══ SUPPLIED ENTRIES ══

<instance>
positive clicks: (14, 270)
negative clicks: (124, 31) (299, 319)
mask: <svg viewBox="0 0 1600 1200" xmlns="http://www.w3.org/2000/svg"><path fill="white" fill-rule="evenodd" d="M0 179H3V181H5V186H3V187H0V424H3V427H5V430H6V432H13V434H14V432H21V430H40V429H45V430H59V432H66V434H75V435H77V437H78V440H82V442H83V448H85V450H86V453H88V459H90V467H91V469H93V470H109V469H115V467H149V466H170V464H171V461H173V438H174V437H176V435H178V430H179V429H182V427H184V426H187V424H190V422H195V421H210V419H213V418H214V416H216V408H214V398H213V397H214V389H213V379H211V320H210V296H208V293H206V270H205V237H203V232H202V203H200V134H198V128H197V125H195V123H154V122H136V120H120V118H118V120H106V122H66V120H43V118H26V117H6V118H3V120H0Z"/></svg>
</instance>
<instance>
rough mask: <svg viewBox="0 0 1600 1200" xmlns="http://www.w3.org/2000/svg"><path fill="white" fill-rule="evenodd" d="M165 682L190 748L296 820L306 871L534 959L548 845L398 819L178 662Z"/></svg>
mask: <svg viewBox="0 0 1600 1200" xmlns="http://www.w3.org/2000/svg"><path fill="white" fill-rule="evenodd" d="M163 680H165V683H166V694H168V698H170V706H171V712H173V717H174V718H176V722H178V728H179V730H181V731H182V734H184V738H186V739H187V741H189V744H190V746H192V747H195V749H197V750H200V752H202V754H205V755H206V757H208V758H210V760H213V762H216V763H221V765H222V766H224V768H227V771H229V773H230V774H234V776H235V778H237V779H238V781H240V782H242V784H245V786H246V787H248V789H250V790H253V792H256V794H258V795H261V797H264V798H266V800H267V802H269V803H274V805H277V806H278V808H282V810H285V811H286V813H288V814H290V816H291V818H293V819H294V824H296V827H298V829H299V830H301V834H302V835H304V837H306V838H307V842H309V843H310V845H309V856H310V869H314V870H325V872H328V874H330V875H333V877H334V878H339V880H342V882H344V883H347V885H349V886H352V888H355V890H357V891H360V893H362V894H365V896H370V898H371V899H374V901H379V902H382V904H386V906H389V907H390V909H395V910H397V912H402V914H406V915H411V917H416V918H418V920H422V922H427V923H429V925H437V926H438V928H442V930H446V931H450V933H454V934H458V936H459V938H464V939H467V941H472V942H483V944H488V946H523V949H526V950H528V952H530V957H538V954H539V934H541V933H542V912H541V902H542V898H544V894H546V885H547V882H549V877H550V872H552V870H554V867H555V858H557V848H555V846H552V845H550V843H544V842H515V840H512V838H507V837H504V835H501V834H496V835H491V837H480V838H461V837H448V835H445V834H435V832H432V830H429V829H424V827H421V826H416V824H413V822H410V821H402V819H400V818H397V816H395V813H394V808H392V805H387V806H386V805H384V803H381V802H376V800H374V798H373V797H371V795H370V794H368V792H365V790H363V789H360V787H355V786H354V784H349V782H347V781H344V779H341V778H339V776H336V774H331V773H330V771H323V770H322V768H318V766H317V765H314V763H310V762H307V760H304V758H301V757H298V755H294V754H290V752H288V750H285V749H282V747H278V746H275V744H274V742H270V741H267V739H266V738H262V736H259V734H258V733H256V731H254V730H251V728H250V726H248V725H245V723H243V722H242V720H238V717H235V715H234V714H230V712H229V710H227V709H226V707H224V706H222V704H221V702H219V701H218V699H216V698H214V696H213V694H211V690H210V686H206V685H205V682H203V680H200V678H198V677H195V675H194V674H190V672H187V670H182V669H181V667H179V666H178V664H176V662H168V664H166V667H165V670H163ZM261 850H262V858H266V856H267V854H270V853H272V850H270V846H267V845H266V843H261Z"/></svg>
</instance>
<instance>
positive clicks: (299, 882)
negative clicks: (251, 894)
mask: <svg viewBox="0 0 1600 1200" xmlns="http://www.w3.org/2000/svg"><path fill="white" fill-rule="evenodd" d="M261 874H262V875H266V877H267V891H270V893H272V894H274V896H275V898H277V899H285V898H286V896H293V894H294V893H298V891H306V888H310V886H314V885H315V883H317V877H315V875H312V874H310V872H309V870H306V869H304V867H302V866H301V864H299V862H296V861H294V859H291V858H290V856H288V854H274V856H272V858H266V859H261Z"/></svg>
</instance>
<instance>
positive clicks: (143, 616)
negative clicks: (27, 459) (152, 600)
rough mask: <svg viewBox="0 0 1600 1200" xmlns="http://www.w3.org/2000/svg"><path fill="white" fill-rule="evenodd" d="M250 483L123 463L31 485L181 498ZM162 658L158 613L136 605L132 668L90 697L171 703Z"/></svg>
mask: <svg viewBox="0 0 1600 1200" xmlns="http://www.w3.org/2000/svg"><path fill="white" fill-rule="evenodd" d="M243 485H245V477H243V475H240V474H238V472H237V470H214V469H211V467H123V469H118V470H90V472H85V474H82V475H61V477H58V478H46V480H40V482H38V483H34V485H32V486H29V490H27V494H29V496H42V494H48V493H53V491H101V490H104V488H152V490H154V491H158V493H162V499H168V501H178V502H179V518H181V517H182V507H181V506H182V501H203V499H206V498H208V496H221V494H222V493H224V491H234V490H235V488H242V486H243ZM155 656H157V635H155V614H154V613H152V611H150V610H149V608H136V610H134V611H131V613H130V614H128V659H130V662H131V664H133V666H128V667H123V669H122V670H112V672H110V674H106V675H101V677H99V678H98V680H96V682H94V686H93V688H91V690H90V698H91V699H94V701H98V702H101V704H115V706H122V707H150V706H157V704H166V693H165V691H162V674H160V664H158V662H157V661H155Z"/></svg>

═══

▶ [EXERCISE OBJECTIVE] Render as a numbered list the lines from the start of the items through the line holding "negative clicks: (124, 31) (299, 319)", inclusive, leaving out any blank lines.

▶ [SOLUTION]
1. <instance>
2. positive clicks: (14, 270)
3. negative clicks: (124, 31) (299, 319)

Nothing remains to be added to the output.